## TASK
Count the lines in the records below that contain the word "dark", and give only that count.

━━━━━ EXTRACTED RECORDS

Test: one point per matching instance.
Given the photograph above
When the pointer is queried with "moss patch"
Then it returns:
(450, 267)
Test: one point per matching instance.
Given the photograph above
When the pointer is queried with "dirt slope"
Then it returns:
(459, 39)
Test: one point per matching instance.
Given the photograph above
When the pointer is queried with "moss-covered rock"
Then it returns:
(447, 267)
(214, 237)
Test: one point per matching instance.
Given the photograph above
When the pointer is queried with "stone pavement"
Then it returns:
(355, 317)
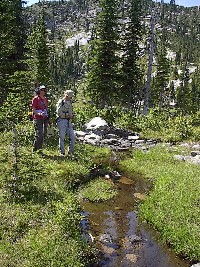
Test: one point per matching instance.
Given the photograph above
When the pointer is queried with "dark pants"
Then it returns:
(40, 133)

━━━━━━━━━━
━━━━━ EXTRACTED RECORDS

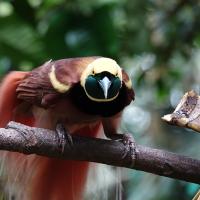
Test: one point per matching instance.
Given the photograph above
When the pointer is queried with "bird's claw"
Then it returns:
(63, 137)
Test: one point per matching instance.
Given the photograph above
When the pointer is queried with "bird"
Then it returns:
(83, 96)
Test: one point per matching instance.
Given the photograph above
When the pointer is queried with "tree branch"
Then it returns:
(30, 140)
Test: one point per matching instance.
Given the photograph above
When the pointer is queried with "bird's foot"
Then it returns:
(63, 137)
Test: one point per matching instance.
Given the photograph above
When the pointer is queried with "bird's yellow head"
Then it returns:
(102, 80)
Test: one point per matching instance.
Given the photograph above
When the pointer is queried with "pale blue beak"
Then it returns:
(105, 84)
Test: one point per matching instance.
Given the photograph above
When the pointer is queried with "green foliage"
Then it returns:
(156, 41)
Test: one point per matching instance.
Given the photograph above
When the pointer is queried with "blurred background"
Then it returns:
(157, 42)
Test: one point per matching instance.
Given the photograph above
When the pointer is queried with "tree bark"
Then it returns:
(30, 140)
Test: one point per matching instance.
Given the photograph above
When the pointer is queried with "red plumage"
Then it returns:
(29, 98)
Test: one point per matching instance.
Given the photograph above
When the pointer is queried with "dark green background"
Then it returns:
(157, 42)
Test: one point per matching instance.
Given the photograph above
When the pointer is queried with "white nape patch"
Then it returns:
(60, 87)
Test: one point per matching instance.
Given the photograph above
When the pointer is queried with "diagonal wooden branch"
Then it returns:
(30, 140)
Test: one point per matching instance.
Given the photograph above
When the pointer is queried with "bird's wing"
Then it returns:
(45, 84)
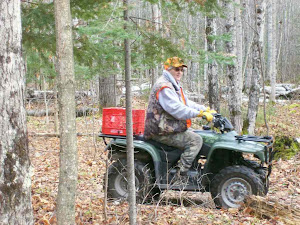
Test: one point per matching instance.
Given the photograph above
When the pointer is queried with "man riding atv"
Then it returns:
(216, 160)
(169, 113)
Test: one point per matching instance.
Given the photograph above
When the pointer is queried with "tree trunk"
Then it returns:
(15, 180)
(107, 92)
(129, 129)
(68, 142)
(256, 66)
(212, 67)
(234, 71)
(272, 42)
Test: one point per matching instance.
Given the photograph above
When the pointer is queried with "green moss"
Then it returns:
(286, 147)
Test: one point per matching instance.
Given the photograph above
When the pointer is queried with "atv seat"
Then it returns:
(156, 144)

━━━━━━━━━━

## OUTPUT FOR THIS EXERCISE
2